**What the exercise asks**
Your output should be the line with "Target: road arrow marking" and all following lines of the data below, through the end, repeated exactly.

**Input for this task**
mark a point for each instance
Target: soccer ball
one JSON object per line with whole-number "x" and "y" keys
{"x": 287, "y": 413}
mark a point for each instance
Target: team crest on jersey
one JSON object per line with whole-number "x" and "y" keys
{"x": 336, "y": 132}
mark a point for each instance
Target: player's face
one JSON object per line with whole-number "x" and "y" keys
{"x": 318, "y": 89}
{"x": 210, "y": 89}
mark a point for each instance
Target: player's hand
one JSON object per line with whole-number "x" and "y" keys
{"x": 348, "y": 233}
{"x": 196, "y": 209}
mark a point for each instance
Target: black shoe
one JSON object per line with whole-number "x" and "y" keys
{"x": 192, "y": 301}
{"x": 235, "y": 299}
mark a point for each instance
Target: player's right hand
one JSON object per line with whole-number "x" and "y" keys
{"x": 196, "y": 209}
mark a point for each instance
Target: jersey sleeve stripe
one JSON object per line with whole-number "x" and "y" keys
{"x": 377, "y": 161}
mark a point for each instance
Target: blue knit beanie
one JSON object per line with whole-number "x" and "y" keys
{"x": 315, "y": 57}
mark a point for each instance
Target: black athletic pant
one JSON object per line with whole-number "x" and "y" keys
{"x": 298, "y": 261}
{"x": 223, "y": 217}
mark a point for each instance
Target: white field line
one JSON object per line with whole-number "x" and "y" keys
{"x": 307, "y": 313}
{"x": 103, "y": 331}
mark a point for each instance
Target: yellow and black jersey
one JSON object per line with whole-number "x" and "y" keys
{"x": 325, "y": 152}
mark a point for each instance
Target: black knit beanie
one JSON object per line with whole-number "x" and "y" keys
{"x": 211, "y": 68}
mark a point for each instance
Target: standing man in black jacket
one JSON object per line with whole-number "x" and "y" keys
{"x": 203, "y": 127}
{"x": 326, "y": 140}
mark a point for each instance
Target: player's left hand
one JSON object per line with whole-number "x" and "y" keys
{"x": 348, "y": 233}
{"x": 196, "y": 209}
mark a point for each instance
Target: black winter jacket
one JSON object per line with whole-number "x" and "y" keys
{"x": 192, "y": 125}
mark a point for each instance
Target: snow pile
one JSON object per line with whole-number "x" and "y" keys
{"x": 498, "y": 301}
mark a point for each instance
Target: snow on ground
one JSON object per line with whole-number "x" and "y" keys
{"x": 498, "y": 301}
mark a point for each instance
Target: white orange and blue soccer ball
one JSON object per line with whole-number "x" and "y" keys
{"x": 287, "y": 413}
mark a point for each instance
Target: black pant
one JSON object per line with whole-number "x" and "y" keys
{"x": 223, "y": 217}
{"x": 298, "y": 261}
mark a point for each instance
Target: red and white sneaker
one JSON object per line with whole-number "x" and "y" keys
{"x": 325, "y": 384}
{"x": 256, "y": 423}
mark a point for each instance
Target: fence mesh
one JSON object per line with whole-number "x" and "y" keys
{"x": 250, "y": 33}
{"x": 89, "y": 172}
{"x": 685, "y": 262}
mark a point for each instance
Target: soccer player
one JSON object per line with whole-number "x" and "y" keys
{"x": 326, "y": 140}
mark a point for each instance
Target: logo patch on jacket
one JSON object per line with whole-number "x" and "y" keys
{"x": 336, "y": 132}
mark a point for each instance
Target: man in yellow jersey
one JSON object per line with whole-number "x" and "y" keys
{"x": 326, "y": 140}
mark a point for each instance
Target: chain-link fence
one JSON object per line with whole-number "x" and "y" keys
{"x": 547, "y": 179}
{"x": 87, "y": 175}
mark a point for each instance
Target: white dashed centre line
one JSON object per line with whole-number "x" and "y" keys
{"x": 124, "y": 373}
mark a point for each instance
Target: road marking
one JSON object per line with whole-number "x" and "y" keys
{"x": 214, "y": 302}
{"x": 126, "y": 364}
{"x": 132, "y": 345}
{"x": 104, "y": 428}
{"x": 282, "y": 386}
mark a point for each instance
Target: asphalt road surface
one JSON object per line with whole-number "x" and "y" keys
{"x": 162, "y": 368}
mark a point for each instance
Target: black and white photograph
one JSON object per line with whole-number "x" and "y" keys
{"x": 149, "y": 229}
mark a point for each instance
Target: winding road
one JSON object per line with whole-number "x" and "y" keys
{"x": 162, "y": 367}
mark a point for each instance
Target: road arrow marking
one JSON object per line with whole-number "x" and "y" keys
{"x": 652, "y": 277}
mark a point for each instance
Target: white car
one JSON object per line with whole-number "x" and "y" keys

**Answer below**
Target: road arrow marking
one JSON object per line with whole-number "x" and "y" keys
{"x": 652, "y": 277}
mark a point for each instance
Target: white car
one JSON object per line with whole-number "x" and "y" keys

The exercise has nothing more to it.